SELECTED EXCERPT ::
=-=-=-=-=

The investor engaged Metis Partners to perform an IP Audit to identify the IP assets which underpinned the Company’s competitive advantage, and to report on any IP risks which could undermine future value. In addition, we were asked to advise the Client on the status of the Company’s patent portfolio and conducted market analysis to contextualize the Company’s IP portfolio and increase the Client’s transparency over the IP. We subsequently provided an IP valuation to support the Company’s value proposition.
Our PE client engaged us to provide commercial IP diligence to support its acquisition. It was important for the PE firm to understand the key value drivers of the Target and the IP risks that could be detrimental to future value.
Our Metisology® approach was critical to us successfully breaking down this complex group and complex IP structure and to:
- discover & appraise the IP assets critical to competitive advantage and continuity of the Target;
- identify risks that could undermine the value of these IP assets post-transaction;
- assess the completeness of the patent portfolio that was to be transferred or licensed and report on any key patents being omitted or licensed on unfavorable terms, which would limit the Target’s ability to meet future R&D and commercial strategies;
- highlight any perceived post-transaction limitations or risks to the Target from existing cross-licenses, collaborations or ongoing disputes involving the Target or its parent company;
- and review commercial terms around IP in the relevant legal documentation and liaise with the Client’s IP attorneys in ensuring that appropriate language was introduced to mitigate risks or weaknesses identified through the course of our analysis.
Our IP due diligence revealed some major commercial risks that were critical to the deal:
- some patent filings that were critical to the Target’s business, had been entirely omitted from the transaction, and in some instances abandoned but left with a generous grace-period for resurrection. This was a significant risk that undermined the Target’s (and our Client’s) ambition to grow the business in foreign markets.

=-=-=-=-=

REQUIRED TASKS ::
#1 Reproduce word for word the passage of the IP due diligence case study from "The investor engaged" up to and including "to future value.".
#2 Pick up the IP due diligence case study after its final sentence and keep writing it.

RECORDED INFORMATION ::
=-=-=-=-=

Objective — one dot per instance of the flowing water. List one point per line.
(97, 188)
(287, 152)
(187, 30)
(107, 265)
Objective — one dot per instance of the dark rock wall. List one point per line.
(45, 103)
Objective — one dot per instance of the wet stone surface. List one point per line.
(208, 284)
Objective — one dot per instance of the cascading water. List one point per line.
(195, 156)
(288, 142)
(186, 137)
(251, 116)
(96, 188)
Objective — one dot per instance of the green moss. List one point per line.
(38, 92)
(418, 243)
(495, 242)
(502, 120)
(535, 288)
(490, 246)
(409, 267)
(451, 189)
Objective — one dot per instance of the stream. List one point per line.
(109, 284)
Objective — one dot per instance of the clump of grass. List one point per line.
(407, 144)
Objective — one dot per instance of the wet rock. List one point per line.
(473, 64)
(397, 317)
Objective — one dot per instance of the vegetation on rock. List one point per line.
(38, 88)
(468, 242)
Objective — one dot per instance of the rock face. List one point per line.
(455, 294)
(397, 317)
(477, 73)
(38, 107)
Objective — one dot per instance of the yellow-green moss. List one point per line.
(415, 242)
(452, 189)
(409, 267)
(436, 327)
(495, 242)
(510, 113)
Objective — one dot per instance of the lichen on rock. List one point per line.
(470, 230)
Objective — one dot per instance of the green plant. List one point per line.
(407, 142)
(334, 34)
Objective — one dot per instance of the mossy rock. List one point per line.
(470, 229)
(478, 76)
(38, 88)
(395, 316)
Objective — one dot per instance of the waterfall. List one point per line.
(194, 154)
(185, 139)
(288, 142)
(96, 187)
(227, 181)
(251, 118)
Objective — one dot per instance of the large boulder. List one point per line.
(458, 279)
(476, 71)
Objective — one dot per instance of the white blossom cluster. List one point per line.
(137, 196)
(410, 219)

=-=-=-=-=

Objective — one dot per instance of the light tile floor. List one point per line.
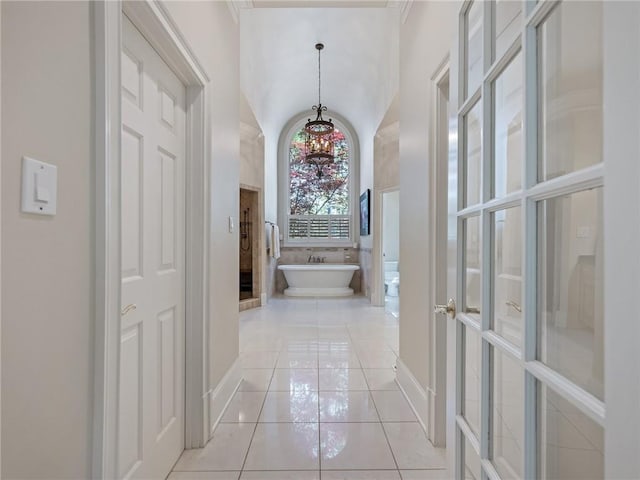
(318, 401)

=-=-=-=-=

ANSWERS FOR THIS EXERCISE ::
#1
The investor engaged Metis Partners to perform an IP Audit to identify the IP assets which underpinned the Company’s competitive advantage, and to report on any IP risks which could undermine future value. In addition, we were asked to advise the Client on the status of the Company’s patent portfolio and conducted market analysis to contextualize the Company’s IP portfolio and increase the Client’s transparency over the IP. We subsequently provided an IP valuation to support the Company’s value proposition.
Our PE client engaged us to provide commercial IP diligence to support its acquisition. It was important for the PE firm to understand the key value drivers of the Target and the IP risks that could be detrimental to future value.

#2
- a number of the patents proposed for licensing (rather than transfer) were in fact critical to the Target’s business with little value to the parent company’s current operations. This again left the Target and our Client at risk, especially given that it could result in patents intrinsic to the Target being licensed-out to competitors.
- risks relating to ownership including rights to foreground (future) IP that had not been included as part of the negotiations, as a result the Target may lose the rights to foreground IP that it generated on the back of licensed IP.
- when we appraised the business continuity of the Target, we uncovered a potential risk of critical undocumented know-how escaping the Target when it closed facilities abroad following the transaction. What made this a significant concern was that our industry research indicated that a competitor to the Target would likely become the employer of those who were being made redundant.
- Probably the most significant risk was around the trade secrets that wholly and fully protected a platform technology which underpinned the Target’s entire business. We found that these trade secrets were not identified, to any extent, within legal documentation as a result there was no clarity as to what trade secrets were being transferred to the Target and what trade secrets could no longer be used by the parent company. This would leave both sides of the transaction at full risk of trade secret misappropriation – especially since management on both sides was likely to change post-transaction.
Our IP diligence highlighted the extent and quality of IP being transferred and identified all major IP risks associated with the transaction. We provided viable and practical solutions for our Client to be actioned pre & post transaction to mitigate the risks and delivered recommendations for an achievable timetable for implementation. Our PE client gained full transparency over the critical IP in this Target and was able to confidently address the license/transfer of the IP in its negotiations with the parent company.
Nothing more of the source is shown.